### WRITTEN REQUEST
Copy every line of the material below word for word.

Stored items
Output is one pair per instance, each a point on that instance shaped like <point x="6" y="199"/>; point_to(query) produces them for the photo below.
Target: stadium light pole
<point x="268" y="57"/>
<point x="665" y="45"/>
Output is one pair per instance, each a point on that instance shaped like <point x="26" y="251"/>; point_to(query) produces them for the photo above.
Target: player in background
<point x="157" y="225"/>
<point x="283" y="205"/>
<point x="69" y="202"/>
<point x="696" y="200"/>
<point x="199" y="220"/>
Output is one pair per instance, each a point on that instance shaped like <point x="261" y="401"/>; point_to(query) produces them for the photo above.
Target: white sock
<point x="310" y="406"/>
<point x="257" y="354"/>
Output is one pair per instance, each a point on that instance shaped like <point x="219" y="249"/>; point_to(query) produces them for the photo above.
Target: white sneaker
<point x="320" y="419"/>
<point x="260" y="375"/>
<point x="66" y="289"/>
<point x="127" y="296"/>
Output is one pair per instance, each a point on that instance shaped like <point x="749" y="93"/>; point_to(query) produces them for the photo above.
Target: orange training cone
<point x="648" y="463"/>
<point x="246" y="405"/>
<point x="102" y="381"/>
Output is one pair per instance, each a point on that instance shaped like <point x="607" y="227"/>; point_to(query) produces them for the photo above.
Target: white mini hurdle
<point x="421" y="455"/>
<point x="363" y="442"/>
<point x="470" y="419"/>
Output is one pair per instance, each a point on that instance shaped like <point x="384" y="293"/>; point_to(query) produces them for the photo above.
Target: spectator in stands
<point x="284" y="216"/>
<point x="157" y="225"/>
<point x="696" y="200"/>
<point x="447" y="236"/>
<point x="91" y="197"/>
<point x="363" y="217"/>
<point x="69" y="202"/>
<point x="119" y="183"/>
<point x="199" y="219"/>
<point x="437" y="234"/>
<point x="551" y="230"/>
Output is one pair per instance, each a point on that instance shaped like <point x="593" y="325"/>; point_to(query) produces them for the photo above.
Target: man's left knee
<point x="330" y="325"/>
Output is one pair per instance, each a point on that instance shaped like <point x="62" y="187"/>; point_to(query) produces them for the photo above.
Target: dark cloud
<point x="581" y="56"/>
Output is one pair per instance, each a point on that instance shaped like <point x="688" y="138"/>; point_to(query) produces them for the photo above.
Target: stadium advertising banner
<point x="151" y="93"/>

### FINISHED EXERCISE
Output is one pair per instance, each a point on that instance shaped like <point x="6" y="199"/>; point_to(query) produces them for the photo below.
Target: stadium light pole
<point x="268" y="57"/>
<point x="665" y="45"/>
Output is one pair per instance, each a point on that instance shaped like <point x="26" y="251"/>; point_to(query) produces them for the photo above.
Target: player in background
<point x="157" y="225"/>
<point x="283" y="205"/>
<point x="69" y="202"/>
<point x="696" y="200"/>
<point x="199" y="220"/>
Output is one pair per instance, each a point on that instance shaped like <point x="261" y="401"/>; point_to(query) produces them for the photo above.
Target: white sock
<point x="310" y="406"/>
<point x="257" y="354"/>
Output is one pair per instance, each a point on that instance shaped like <point x="219" y="249"/>; point_to(query) produces them for the photo above.
Target: white sneaker
<point x="320" y="419"/>
<point x="260" y="375"/>
<point x="66" y="289"/>
<point x="127" y="296"/>
Output is one pair per instance, each a point on that instance shaped like <point x="749" y="93"/>; point_to(query) produces them for the photo above.
Target: orange training cone
<point x="648" y="463"/>
<point x="246" y="405"/>
<point x="102" y="381"/>
Output is one pair per instance, each a point on that instance shaped like <point x="607" y="227"/>; point_to(query) produces them for the photo above.
Target: white mini hurdle
<point x="421" y="455"/>
<point x="363" y="442"/>
<point x="470" y="419"/>
Output is one pair per instance, each a point on that instance shaped like <point x="384" y="293"/>; point_to(query) produces them for the photo above.
Target: spectator in stands
<point x="284" y="216"/>
<point x="157" y="225"/>
<point x="696" y="200"/>
<point x="447" y="236"/>
<point x="91" y="197"/>
<point x="363" y="217"/>
<point x="69" y="202"/>
<point x="119" y="183"/>
<point x="199" y="219"/>
<point x="437" y="234"/>
<point x="551" y="230"/>
Output is one pair per instance, each a point on that instance shaped like <point x="593" y="325"/>; point_to(query) produces them for the photo above.
Target: man's left knee
<point x="330" y="325"/>
Output is one pair per instance, each a point on that instance shaped like <point x="62" y="187"/>; point_to(query) produces them for the photo above.
Target: dark cloud
<point x="581" y="56"/>
Output is one pair per instance, each a point on that instance shaped like <point x="688" y="138"/>; point_to(query) produces them for the photo above.
Target: stadium advertising banner
<point x="151" y="93"/>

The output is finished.